— TASK TO CARRY OUT —
All of the data below must be reproduced word for word, but without its images.

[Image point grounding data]
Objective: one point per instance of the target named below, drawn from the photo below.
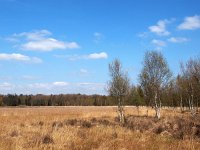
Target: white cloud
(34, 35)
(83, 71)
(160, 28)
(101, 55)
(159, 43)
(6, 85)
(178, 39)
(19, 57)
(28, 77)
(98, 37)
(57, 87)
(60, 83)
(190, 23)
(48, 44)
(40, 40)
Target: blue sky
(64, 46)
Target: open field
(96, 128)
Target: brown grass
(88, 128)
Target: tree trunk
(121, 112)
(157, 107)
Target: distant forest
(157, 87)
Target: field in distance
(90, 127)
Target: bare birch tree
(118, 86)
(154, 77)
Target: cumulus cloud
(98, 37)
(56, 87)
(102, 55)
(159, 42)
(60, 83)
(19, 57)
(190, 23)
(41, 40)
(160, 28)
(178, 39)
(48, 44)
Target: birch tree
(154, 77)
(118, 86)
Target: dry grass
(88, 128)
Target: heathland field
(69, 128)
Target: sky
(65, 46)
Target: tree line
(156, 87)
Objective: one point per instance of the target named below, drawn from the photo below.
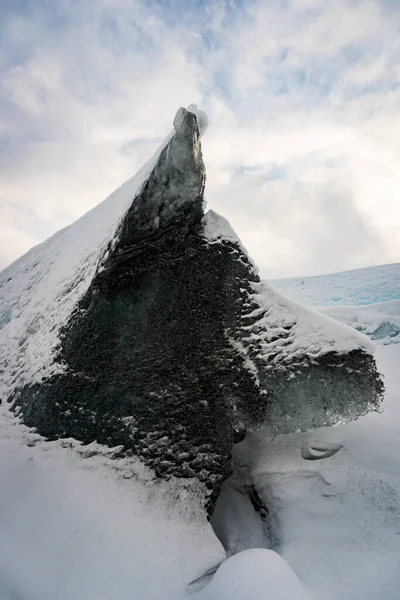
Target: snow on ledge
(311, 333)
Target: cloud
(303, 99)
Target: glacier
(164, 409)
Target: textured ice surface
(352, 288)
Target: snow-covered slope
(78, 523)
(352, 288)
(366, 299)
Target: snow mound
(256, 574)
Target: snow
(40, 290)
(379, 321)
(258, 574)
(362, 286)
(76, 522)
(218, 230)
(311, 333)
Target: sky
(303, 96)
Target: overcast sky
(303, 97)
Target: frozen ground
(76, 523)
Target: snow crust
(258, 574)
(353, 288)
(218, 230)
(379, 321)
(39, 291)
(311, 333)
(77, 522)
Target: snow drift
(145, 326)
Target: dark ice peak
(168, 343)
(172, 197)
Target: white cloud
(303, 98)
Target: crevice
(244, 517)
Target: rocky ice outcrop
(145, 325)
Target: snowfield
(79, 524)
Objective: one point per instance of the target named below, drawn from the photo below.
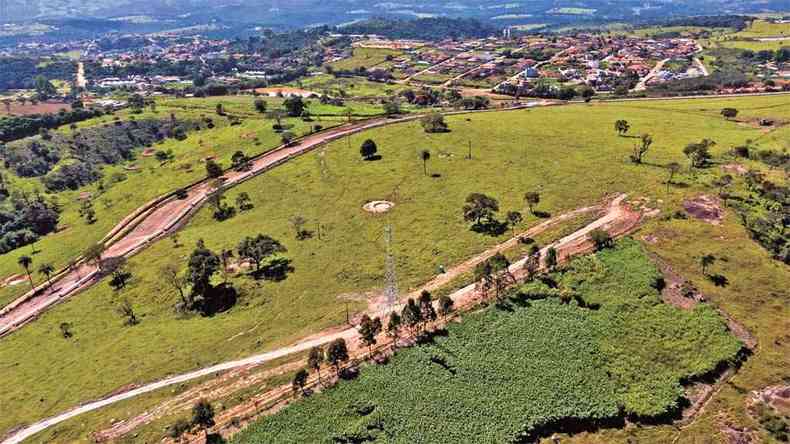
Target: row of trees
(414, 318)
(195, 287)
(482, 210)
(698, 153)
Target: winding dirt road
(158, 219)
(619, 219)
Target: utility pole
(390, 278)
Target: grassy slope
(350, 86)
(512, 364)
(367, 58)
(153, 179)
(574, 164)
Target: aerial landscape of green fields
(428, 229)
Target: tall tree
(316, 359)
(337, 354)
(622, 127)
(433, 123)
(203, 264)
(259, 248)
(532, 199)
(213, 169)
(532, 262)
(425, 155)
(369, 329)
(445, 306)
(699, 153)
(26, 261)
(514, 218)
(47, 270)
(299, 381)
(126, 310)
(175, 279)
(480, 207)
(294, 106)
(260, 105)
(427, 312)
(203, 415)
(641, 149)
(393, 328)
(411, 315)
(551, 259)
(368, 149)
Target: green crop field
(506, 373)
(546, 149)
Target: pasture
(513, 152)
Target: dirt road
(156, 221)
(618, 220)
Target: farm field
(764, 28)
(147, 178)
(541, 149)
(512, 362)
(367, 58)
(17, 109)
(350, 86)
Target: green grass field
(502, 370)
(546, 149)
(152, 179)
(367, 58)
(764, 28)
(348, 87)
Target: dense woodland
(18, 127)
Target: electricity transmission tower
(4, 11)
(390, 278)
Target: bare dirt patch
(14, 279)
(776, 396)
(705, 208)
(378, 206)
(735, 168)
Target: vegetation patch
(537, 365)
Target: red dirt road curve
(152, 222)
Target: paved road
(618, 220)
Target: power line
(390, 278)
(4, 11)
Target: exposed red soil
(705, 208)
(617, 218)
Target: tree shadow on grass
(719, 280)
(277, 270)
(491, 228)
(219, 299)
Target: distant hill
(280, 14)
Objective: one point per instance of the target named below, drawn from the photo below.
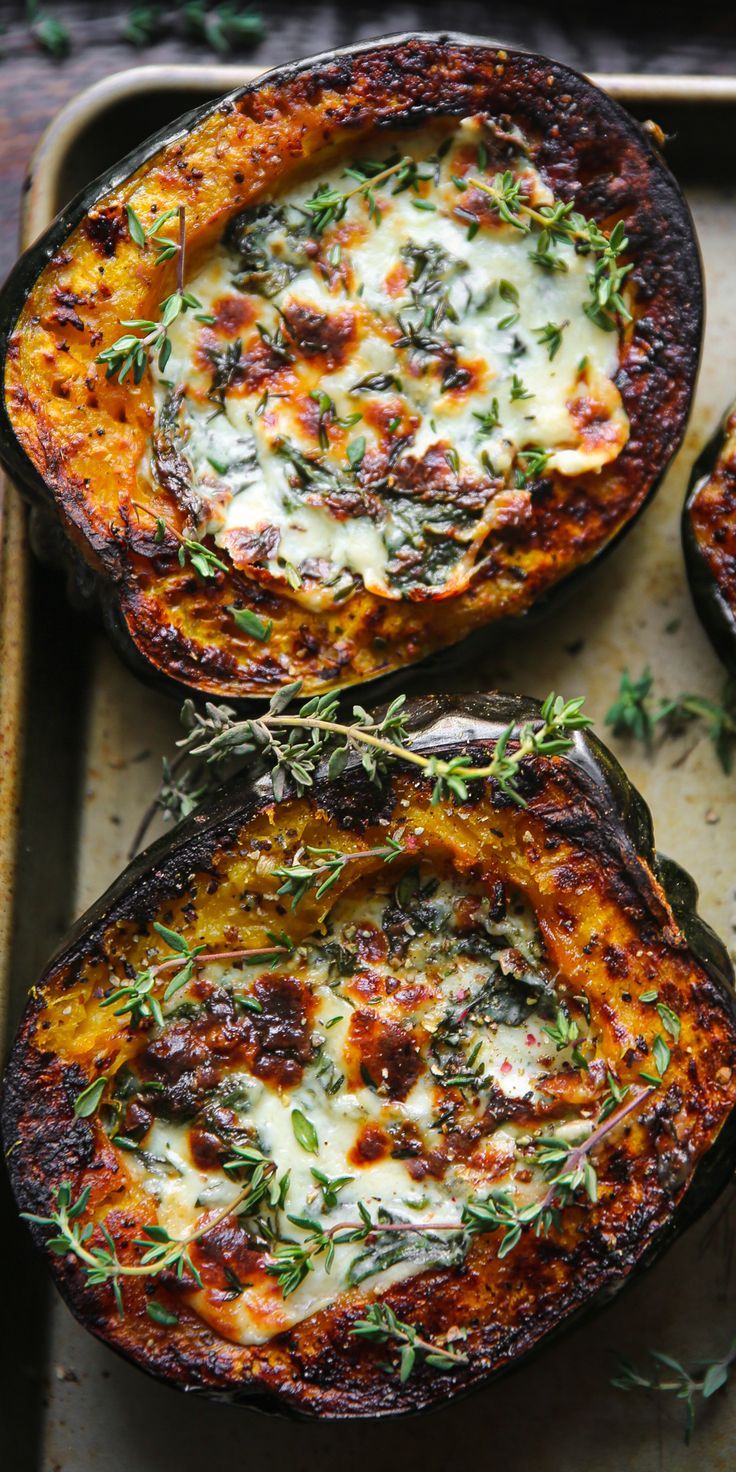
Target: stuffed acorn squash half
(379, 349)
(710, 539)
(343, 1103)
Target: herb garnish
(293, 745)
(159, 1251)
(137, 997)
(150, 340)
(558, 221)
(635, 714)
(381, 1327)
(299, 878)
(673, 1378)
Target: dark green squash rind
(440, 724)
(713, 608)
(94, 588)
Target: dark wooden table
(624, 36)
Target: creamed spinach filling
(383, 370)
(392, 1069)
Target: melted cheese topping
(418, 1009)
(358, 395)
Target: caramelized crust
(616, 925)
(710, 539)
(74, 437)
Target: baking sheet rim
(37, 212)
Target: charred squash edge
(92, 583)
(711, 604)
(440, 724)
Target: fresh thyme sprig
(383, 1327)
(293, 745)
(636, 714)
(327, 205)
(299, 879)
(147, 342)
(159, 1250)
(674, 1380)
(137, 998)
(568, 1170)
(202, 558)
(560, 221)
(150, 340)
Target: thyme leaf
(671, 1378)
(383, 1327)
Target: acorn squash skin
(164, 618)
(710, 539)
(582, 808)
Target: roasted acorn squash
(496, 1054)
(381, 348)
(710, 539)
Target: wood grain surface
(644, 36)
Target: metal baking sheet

— OUTPUT OF THE TASK —
Objective: one point per instance of the target named below, drawn from the photo below.
Target: white cloud
(34, 35)
(83, 71)
(160, 28)
(101, 55)
(159, 43)
(6, 85)
(178, 39)
(19, 57)
(28, 77)
(98, 37)
(57, 87)
(60, 83)
(190, 23)
(48, 44)
(40, 40)
Target: blue sky
(64, 46)
Target: open field
(96, 128)
Target: brown grass
(88, 128)
Target: tree trunk
(121, 112)
(157, 107)
Target: distant forest
(157, 87)
Target: field in distance
(90, 127)
Target: bare birch tree
(118, 86)
(154, 77)
Target: cumulus cloud
(98, 37)
(56, 87)
(102, 55)
(159, 42)
(60, 83)
(19, 57)
(190, 23)
(41, 40)
(160, 28)
(178, 39)
(48, 44)
Target: birch tree
(154, 77)
(118, 86)
Target: dry grass
(88, 128)
Target: heathland field
(69, 128)
Target: sky
(65, 46)
Target: tree line
(156, 87)
Objective: one point per instance of the target named below, drawn from the photo below.
Target: snow on ledge
(311, 333)
Target: cloud
(303, 99)
Target: glacier
(164, 409)
Target: textured ice surface
(352, 288)
Target: snow-covered slope
(78, 523)
(352, 288)
(366, 299)
Target: snow mound
(256, 574)
Target: snow
(40, 290)
(379, 321)
(258, 574)
(362, 286)
(76, 522)
(218, 230)
(311, 333)
Target: sky
(303, 96)
Target: overcast sky
(303, 97)
Target: frozen ground
(76, 523)
Target: snow crust
(258, 574)
(353, 288)
(218, 230)
(379, 321)
(39, 291)
(311, 333)
(77, 522)
Target: snow drift
(145, 326)
Target: dark ice peak
(168, 343)
(172, 197)
Target: white cloud
(303, 98)
Target: crevice
(244, 517)
Target: rocky ice outcrop
(145, 325)
Target: snowfield
(79, 524)
Objective: one point per instance of the target named below, drawn from the photo below.
Target: row of trees
(414, 318)
(195, 287)
(482, 210)
(698, 153)
Target: winding dirt road
(158, 219)
(619, 219)
Target: utility pole
(390, 278)
Target: grassy slope
(350, 86)
(512, 364)
(367, 58)
(153, 179)
(574, 164)
Target: aerial landscape of green fields
(428, 229)
Target: tall tree
(316, 359)
(337, 354)
(622, 127)
(433, 123)
(203, 264)
(259, 248)
(532, 199)
(213, 169)
(532, 262)
(425, 155)
(369, 329)
(445, 306)
(699, 153)
(26, 261)
(514, 218)
(47, 270)
(299, 381)
(126, 310)
(175, 279)
(480, 207)
(294, 106)
(260, 105)
(427, 312)
(203, 415)
(641, 149)
(393, 328)
(411, 315)
(551, 259)
(368, 149)
Target: green crop field
(506, 373)
(546, 149)
Target: pasture
(513, 152)
Target: dirt road
(156, 221)
(618, 220)
Target: farm field
(764, 28)
(147, 178)
(541, 149)
(512, 362)
(367, 58)
(17, 109)
(350, 86)
Target: green grass field
(502, 370)
(546, 149)
(152, 179)
(367, 58)
(764, 28)
(348, 87)
Target: dense woodland
(18, 127)
Target: electricity transmission tower
(4, 11)
(390, 278)
Target: bare dirt patch
(14, 279)
(776, 396)
(705, 208)
(378, 206)
(735, 168)
Target: vegetation patch
(537, 365)
Target: red dirt road curve
(152, 222)
Target: paved road
(618, 220)
Target: power line
(390, 278)
(4, 11)
Target: exposed red soil
(705, 208)
(617, 218)
Target: tree shadow on grass
(719, 280)
(277, 270)
(491, 228)
(219, 299)
Target: distant hill
(280, 14)
Objective: one point per instance of the target named below, drawn from the photo below.
Target: stuffed acorn squash half
(379, 349)
(710, 539)
(343, 1103)
Target: herb garnish
(293, 745)
(159, 1251)
(137, 997)
(150, 340)
(558, 221)
(635, 714)
(381, 1327)
(299, 878)
(673, 1378)
Target: dark green squash rind
(440, 724)
(713, 608)
(94, 588)
Target: dark wooden table
(624, 36)
Target: creamed spinach filling
(383, 370)
(392, 1069)
Target: melted cheese topping
(418, 1009)
(358, 395)
Target: caramelized crust
(616, 925)
(710, 539)
(74, 437)
Target: baking sheet rim
(37, 212)
Target: charred squash edge
(92, 583)
(711, 604)
(440, 724)
Target: fresh thyme sprig
(383, 1327)
(293, 745)
(636, 714)
(327, 205)
(299, 879)
(147, 342)
(159, 1250)
(674, 1380)
(137, 998)
(568, 1170)
(202, 558)
(560, 221)
(150, 340)
Target: thyme leaf
(671, 1378)
(383, 1327)
Target: acorn squash skin
(164, 618)
(710, 539)
(582, 808)
Target: roasted acorn squash
(496, 1054)
(381, 348)
(710, 539)
Target: wood grain surface
(644, 36)
Target: metal baking sheet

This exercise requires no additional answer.